> _Directions for this task_: Format every line of the material below as a Markdown table with the columns "Row" and "Line", numbering the rows in order and leaving out any blank lines.

> _Task material_:
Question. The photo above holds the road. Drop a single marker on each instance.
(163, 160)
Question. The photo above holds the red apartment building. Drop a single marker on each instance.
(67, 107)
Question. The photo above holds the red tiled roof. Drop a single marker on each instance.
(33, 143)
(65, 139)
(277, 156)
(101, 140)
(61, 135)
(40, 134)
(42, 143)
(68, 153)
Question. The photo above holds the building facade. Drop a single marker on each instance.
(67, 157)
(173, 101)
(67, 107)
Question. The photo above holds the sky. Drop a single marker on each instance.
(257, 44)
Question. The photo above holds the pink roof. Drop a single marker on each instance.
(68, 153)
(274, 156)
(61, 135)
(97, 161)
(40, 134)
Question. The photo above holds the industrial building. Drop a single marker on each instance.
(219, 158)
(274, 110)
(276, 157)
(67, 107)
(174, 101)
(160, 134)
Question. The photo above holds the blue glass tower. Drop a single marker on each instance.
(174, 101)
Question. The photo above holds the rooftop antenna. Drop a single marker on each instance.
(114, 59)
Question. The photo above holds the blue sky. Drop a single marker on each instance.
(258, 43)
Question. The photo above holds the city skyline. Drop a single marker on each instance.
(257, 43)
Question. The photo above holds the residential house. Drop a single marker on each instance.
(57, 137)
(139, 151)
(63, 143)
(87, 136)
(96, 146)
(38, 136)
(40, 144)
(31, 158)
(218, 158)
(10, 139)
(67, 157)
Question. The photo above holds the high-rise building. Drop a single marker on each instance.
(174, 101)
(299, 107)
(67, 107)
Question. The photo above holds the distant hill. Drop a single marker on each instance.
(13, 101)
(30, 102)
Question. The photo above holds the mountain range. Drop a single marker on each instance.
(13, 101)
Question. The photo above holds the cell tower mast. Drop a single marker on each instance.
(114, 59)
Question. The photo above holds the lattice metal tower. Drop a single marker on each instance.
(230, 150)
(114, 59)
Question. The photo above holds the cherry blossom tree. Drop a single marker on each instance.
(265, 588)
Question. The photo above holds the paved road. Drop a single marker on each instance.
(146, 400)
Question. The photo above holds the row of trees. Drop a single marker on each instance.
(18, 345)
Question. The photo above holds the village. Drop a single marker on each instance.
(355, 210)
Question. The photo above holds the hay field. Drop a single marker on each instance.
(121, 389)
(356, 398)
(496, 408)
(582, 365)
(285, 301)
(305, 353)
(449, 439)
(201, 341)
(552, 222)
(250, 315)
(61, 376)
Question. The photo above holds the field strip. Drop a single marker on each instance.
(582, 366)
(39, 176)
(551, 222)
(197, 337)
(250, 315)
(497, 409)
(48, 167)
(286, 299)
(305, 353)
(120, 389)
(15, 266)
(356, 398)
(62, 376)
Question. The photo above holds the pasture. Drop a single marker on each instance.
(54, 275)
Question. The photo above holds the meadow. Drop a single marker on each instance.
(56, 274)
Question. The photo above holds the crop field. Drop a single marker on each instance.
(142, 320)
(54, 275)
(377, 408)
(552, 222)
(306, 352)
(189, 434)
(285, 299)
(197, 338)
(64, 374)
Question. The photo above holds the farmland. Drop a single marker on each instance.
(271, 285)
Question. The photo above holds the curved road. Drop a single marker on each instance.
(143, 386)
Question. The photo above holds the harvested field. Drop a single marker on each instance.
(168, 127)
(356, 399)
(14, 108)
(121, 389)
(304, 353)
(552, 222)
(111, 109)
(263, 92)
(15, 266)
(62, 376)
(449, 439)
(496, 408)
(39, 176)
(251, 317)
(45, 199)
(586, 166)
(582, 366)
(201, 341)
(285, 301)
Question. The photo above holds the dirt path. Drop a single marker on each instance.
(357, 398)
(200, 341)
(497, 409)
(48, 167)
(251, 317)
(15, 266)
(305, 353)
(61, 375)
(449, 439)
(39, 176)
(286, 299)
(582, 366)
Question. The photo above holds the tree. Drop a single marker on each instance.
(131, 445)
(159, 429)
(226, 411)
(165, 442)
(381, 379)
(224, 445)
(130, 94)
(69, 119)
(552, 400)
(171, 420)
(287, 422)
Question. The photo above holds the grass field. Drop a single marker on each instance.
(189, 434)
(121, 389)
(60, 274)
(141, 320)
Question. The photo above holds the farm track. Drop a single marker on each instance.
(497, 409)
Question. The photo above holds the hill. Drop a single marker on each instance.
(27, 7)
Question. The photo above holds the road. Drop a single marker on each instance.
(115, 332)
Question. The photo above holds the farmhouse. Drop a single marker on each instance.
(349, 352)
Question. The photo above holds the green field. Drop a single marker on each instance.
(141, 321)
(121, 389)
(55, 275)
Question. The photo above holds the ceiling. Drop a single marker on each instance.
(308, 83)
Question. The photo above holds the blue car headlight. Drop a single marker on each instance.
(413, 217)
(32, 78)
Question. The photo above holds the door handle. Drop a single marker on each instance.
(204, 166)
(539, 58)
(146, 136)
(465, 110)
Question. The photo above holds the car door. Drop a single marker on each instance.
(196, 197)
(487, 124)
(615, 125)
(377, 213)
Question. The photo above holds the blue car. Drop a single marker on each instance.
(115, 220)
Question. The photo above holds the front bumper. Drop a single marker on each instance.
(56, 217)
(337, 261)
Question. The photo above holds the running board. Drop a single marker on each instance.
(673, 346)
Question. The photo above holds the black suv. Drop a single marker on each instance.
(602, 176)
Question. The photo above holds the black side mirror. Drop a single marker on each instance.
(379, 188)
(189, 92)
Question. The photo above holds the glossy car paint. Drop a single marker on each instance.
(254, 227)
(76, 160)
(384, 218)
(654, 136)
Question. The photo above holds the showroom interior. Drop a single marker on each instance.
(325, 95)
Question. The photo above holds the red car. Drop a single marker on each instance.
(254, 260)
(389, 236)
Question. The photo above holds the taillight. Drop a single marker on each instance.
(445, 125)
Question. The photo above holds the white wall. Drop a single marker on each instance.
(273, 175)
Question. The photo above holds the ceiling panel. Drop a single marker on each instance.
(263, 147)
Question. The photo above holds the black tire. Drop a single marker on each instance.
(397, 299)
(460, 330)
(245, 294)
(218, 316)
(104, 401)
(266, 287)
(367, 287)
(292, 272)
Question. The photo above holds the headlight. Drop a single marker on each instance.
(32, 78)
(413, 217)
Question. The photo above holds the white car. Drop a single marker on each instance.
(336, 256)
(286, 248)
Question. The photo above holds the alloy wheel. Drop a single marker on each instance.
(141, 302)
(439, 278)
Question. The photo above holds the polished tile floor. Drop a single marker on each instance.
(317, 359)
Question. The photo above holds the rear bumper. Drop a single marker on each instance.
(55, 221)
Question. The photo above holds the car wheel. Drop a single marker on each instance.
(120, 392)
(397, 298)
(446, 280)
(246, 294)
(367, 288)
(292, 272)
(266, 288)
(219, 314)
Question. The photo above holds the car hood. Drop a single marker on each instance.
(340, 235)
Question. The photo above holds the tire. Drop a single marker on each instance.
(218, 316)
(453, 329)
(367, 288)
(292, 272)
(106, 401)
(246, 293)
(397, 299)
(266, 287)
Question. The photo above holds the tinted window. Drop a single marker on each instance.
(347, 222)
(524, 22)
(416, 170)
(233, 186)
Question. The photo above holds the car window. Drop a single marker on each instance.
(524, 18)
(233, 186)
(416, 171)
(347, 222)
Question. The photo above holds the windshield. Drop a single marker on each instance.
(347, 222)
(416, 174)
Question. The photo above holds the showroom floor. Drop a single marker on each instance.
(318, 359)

> _Result of the task_:
| Row | Line |
|---|---|
| 1 | Question. The photo above holds the road. Drop a single marker on each instance. |
| 2 | (163, 160) |
| 3 | Question. The photo above holds the red apartment building. Drop a single marker on each instance. |
| 4 | (67, 107) |
| 5 | Question. The photo above holds the red tiled roof. Drop a single marker on each instance. |
| 6 | (33, 143) |
| 7 | (65, 139) |
| 8 | (277, 156) |
| 9 | (101, 140) |
| 10 | (61, 135) |
| 11 | (40, 134) |
| 12 | (42, 143) |
| 13 | (68, 153) |
| 14 | Question. The photo above holds the building facade. Drop a single marker on each instance. |
| 15 | (67, 157) |
| 16 | (173, 101) |
| 17 | (67, 107) |
| 18 | Question. The photo above holds the sky. Drop a single marker on each instance. |
| 19 | (257, 44) |
| 20 | Question. The photo above holds the pink roof. Drop a single marker on each instance. |
| 21 | (68, 153) |
| 22 | (274, 156) |
| 23 | (61, 135) |
| 24 | (97, 161) |
| 25 | (40, 134) |
| 26 | Question. The photo above holds the industrial building. Drop a single marker on each instance. |
| 27 | (219, 158) |
| 28 | (274, 110) |
| 29 | (276, 157) |
| 30 | (67, 107) |
| 31 | (174, 101) |
| 32 | (160, 134) |
| 33 | Question. The photo above holds the blue glass tower. Drop a single marker on each instance. |
| 34 | (174, 101) |
| 35 | Question. The photo above holds the rooftop antenna. Drop a single marker on each instance. |
| 36 | (114, 59) |
| 37 | Question. The photo above holds the blue sky. Drop a single marker on each instance. |
| 38 | (258, 43) |
| 39 | Question. The photo above holds the city skyline. Drop a single marker on each instance. |
| 40 | (257, 43) |
| 41 | Question. The photo above holds the residential house. Drop a single marker on each instance. |
| 42 | (57, 137) |
| 43 | (139, 151) |
| 44 | (63, 143) |
| 45 | (87, 136) |
| 46 | (96, 146) |
| 47 | (38, 136) |
| 48 | (40, 144) |
| 49 | (31, 158) |
| 50 | (218, 158) |
| 51 | (10, 139) |
| 52 | (67, 157) |
| 53 | Question. The photo above holds the high-rise building. Drop a single marker on each instance. |
| 54 | (174, 101) |
| 55 | (299, 107) |
| 56 | (67, 107) |
| 57 | Question. The photo above holds the distant hill. Drop a single marker on each instance. |
| 58 | (13, 101) |
| 59 | (30, 102) |
| 60 | Question. The photo above holds the mountain range. Drop a single marker on each instance. |
| 61 | (13, 101) |
| 62 | Question. The photo above holds the cell tower mast. Drop a single marker on each instance. |
| 63 | (114, 59) |
| 64 | Question. The photo above holds the lattice metal tower. Drop a single marker on each instance. |
| 65 | (230, 150) |
| 66 | (114, 59) |
| 67 | Question. The photo above holds the cherry blossom tree. Drop a single marker on each instance. |
| 68 | (265, 588) |
| 69 | Question. The photo above holds the paved road. Drop a single marker on each instance. |
| 70 | (146, 400) |
| 71 | Question. The photo above holds the row of trees. Drop a single marker on each instance. |
| 72 | (18, 345) |
| 73 | Question. The photo above holds the village. Drop a single marker on each instance. |
| 74 | (355, 210) |
| 75 | Question. The photo above holds the hay field. Drop a single marker on each instance. |
| 76 | (121, 389) |
| 77 | (356, 398) |
| 78 | (496, 408) |
| 79 | (582, 365) |
| 80 | (285, 301) |
| 81 | (305, 353) |
| 82 | (449, 439) |
| 83 | (201, 341) |
| 84 | (552, 222) |
| 85 | (250, 315) |
| 86 | (61, 376) |
| 87 | Question. The photo above holds the field strip. Drop a single marker on each instance. |
| 88 | (582, 366) |
| 89 | (39, 176) |
| 90 | (551, 222) |
| 91 | (197, 337) |
| 92 | (250, 315) |
| 93 | (497, 409) |
| 94 | (48, 167) |
| 95 | (286, 299) |
| 96 | (305, 353) |
| 97 | (120, 389) |
| 98 | (15, 266) |
| 99 | (356, 398) |
| 100 | (62, 376) |
| 101 | Question. The photo above holds the pasture. Drop a single marker on each instance. |
| 102 | (54, 275) |
| 103 | Question. The photo above holds the meadow. Drop a single marker on each instance. |
| 104 | (56, 274) |
| 105 | Question. The photo above holds the crop field. Drop a single marker on each instance. |
| 106 | (142, 320) |
| 107 | (54, 275) |
| 108 | (377, 408) |
| 109 | (552, 222) |
| 110 | (306, 352) |
| 111 | (189, 434) |
| 112 | (285, 299) |
| 113 | (197, 338) |
| 114 | (64, 374) |
| 115 | Question. The photo above holds the farmland. Drop a single marker on each instance. |
| 116 | (271, 285) |
| 117 | Question. The photo above holds the curved road. Drop a single marker on each instance. |
| 118 | (143, 386) |
| 119 | Question. The photo above holds the harvested field. Drop a single marker on each instance. |
| 120 | (168, 127) |
| 121 | (356, 399) |
| 122 | (14, 108) |
| 123 | (121, 389) |
| 124 | (304, 353) |
| 125 | (552, 222) |
| 126 | (111, 109) |
| 127 | (263, 92) |
| 128 | (15, 266) |
| 129 | (62, 376) |
| 130 | (449, 439) |
| 131 | (496, 408) |
| 132 | (39, 176) |
| 133 | (251, 317) |
| 134 | (45, 199) |
| 135 | (586, 166) |
| 136 | (582, 366) |
| 137 | (201, 341) |
| 138 | (285, 301) |
| 139 | Question. The photo above holds the dirt path. Drop a single marker on each instance. |
| 140 | (357, 398) |
| 141 | (200, 341) |
| 142 | (497, 409) |
| 143 | (48, 167) |
| 144 | (251, 317) |
| 145 | (15, 266) |
| 146 | (305, 353) |
| 147 | (61, 375) |
| 148 | (449, 439) |
| 149 | (39, 176) |
| 150 | (286, 299) |
| 151 | (582, 366) |
| 152 | Question. The photo above holds the tree. Drop a single marker on each instance. |
| 153 | (131, 445) |
| 154 | (159, 429) |
| 155 | (226, 411) |
| 156 | (165, 442) |
| 157 | (381, 379) |
| 158 | (224, 445) |
| 159 | (130, 94) |
| 160 | (69, 119) |
| 161 | (552, 400) |
| 162 | (171, 420) |
| 163 | (287, 422) |
| 164 | Question. The photo above holds the grass field. Drop a single marker on each instance. |
| 165 | (189, 434) |
| 166 | (121, 389) |
| 167 | (60, 274) |
| 168 | (141, 320) |
| 169 | Question. The photo above holds the farm track. Drop a single marker on each instance. |
| 170 | (497, 409) |
| 171 | Question. The photo above holds the hill. Drop a single marker on each instance. |
| 172 | (27, 7) |
| 173 | Question. The photo above holds the road. Drop a single marker on each instance. |
| 174 | (115, 332) |
| 175 | Question. The photo above holds the farmhouse. Drop a single marker on each instance. |
| 176 | (349, 352) |
| 177 | Question. The photo above holds the green field. Drop a single marker on each instance. |
| 178 | (141, 321) |
| 179 | (121, 389) |
| 180 | (55, 275) |
| 181 | Question. The photo above holds the ceiling. Drop a single marker on each instance. |
| 182 | (308, 83) |
| 183 | Question. The photo above holds the blue car headlight. Drop a single marker on each instance. |
| 184 | (413, 217) |
| 185 | (32, 78) |
| 186 | Question. The photo above holds the door handle. Drop a single marker on each instance. |
| 187 | (204, 166) |
| 188 | (539, 58) |
| 189 | (146, 136) |
| 190 | (465, 110) |
| 191 | Question. The photo above holds the car door. Drop a single marker on each instance. |
| 192 | (196, 197) |
| 193 | (487, 124) |
| 194 | (615, 125) |
| 195 | (377, 213) |
| 196 | Question. The photo above holds the blue car. Drop a single marker on each instance. |
| 197 | (115, 220) |
| 198 | Question. The photo above holds the front bumper. Drop a single marker on each instance. |
| 199 | (56, 217) |
| 200 | (337, 261) |
| 201 | Question. The photo above holds the running board. Drop a single marker on each instance. |
| 202 | (673, 346) |
| 203 | Question. The photo above holds the black suv. Drop a single marker on each instance. |
| 204 | (602, 176) |
| 205 | Question. The photo above holds the black side mirror. Drop a single marker on each instance. |
| 206 | (379, 188) |
| 207 | (189, 92) |
| 208 | Question. The photo above holds the glossy car paint. Drop a single marker on each instance. |
| 209 | (254, 227) |
| 210 | (76, 160) |
| 211 | (384, 218) |
| 212 | (654, 136) |
| 213 | Question. The photo above holds the showroom interior. Drop a single marker on each instance. |
| 214 | (325, 95) |
| 215 | Question. The photo above holds the red car. Drop a single marker on each instance. |
| 216 | (254, 260) |
| 217 | (389, 236) |
| 218 | Question. The photo above holds the taillight. Drop a single marker on each instance. |
| 219 | (445, 125) |
| 220 | Question. The photo above holds the white wall. Drop a single marker on each instance. |
| 221 | (273, 175) |
| 222 | Question. The photo above holds the ceiling panel. Drop a single marker on each instance. |
| 223 | (263, 147) |
| 224 | Question. The photo above holds the black tire. Drop a single marker on each instance. |
| 225 | (397, 299) |
| 226 | (460, 330) |
| 227 | (245, 294) |
| 228 | (218, 316) |
| 229 | (104, 401) |
| 230 | (266, 287) |
| 231 | (367, 287) |
| 232 | (292, 272) |
| 233 | Question. The photo above holds the headlight. Drop a single marker on each instance. |
| 234 | (32, 78) |
| 235 | (413, 217) |
| 236 | Question. The photo above holds the white car. Drop a single marker on each instance. |
| 237 | (336, 256) |
| 238 | (286, 248) |
| 239 | Question. The photo above holds the alloy wheel. Drop a single marker on each instance. |
| 240 | (141, 302) |
| 241 | (439, 278) |
| 242 | Question. The photo above holds the polished tile floor. Drop a single marker on each instance. |
| 243 | (317, 359) |
| 244 | Question. The photo above holds the rear bumper. Drop a single marker on each instance. |
| 245 | (55, 221) |
| 246 | Question. The photo above holds the car wheel. Drop a single marker on each instance. |
| 247 | (120, 392) |
| 248 | (397, 298) |
| 249 | (446, 280) |
| 250 | (246, 294) |
| 251 | (367, 288) |
| 252 | (292, 272) |
| 253 | (266, 288) |
| 254 | (219, 314) |
| 255 | Question. The photo above holds the car hood. Drop a single marker on each instance. |
| 256 | (340, 235) |
| 257 | Question. The photo above holds the tire. Drop a single marker on each instance. |
| 258 | (218, 316) |
| 259 | (453, 329) |
| 260 | (367, 288) |
| 261 | (292, 272) |
| 262 | (106, 401) |
| 263 | (246, 293) |
| 264 | (397, 299) |
| 265 | (266, 287) |
| 266 | Question. The photo above holds the tinted window. Drop a single marker on each instance. |
| 267 | (347, 222) |
| 268 | (524, 22) |
| 269 | (416, 170) |
| 270 | (233, 186) |
| 271 | Question. The photo above holds the car window. Drop a single marker on each instance. |
| 272 | (524, 18) |
| 273 | (233, 186) |
| 274 | (416, 171) |
| 275 | (347, 222) |
| 276 | Question. The photo above holds the windshield. Drop a single marker on each instance. |
| 277 | (347, 222) |
| 278 | (416, 174) |
| 279 | Question. The photo above holds the showroom floor. Drop a single marker on each instance. |
| 280 | (318, 359) |